DIRECTIONS
Reproduce the records below, switching every "pin" to "marker" and changing nothing else.

···

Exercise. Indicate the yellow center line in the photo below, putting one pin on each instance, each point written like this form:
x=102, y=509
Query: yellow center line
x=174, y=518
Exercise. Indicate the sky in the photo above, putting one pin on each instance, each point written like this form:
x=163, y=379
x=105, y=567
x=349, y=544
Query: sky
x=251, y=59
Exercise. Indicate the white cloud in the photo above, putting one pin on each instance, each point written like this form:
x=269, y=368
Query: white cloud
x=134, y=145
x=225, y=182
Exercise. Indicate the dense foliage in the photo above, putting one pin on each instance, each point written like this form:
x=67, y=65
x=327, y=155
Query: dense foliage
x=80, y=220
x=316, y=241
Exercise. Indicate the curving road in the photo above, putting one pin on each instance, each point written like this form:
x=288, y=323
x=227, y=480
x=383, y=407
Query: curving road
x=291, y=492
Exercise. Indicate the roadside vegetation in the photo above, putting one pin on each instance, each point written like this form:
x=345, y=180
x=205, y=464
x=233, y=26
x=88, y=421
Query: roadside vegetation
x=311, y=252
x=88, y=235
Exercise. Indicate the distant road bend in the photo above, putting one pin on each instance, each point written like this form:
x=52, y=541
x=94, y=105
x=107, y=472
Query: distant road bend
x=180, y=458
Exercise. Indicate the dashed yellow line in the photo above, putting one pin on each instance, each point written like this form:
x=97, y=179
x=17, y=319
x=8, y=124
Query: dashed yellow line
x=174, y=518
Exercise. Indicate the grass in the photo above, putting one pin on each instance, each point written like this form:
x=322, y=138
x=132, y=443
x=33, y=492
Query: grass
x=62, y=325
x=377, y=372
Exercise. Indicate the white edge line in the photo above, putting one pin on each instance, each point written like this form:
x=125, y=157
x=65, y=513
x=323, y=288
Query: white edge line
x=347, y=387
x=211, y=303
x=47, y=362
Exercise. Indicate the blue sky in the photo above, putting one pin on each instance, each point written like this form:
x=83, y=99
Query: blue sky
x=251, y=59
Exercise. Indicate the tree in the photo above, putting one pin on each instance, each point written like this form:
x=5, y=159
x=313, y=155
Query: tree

···

REPLY
Exercise. Indicate the yellow center line in the photo below, putting one marker on each instance, each point written like this form:
x=102, y=509
Query: yellow center line
x=174, y=518
Exercise. Indicate the sky in the photo above, putting one marker on each instance, each point written like this form:
x=163, y=379
x=105, y=567
x=349, y=544
Query: sky
x=251, y=59
Exercise. Indicate the white cloud in the photo above, putting one marker on each instance, each point written like this form:
x=269, y=368
Query: white cloud
x=134, y=145
x=225, y=182
Exercise. Indicate the dense foliage in the photo above, putting one marker on each instance, each point written like this form:
x=67, y=65
x=327, y=155
Query: dense foliage
x=80, y=220
x=316, y=241
Exercise. Indicate the curving road in the photo above, putting one marker on each instance, each point written like this form:
x=288, y=323
x=227, y=480
x=383, y=407
Query: curving road
x=291, y=492
Exercise. Indicate the roadside vegetation in the photo above, putting one marker on each instance, each point written like this form:
x=345, y=180
x=205, y=464
x=233, y=26
x=88, y=421
Query: roadside vegetation
x=311, y=252
x=88, y=235
Exercise. Indicate the distant road bend in the photo above, putting one marker on each instance, each point written like this form:
x=52, y=541
x=94, y=105
x=107, y=472
Query: distant road bend
x=180, y=458
Exercise. Indicate the dashed yellow line in the photo above, putting one marker on each instance, each point written like this form:
x=97, y=179
x=17, y=319
x=8, y=124
Query: dashed yellow line
x=174, y=518
Exercise. Indicate the grass in the photo above, putting one marker on each instance, each point written like this form:
x=322, y=138
x=132, y=443
x=33, y=492
Query: grass
x=62, y=325
x=377, y=372
Exercise. Indicate the white edge line in the photo above, putting one marker on each instance, each point written like this form:
x=125, y=157
x=65, y=513
x=323, y=288
Query: white edge line
x=347, y=387
x=211, y=303
x=47, y=362
Exercise. Indicate the blue sky in the photo above, putting one marker on each instance, each point written like this form:
x=83, y=99
Query: blue sky
x=251, y=59
Exercise. Indicate the tree in the photo above, putting one marker on each instance, each point written like this form:
x=5, y=159
x=313, y=155
Query: tree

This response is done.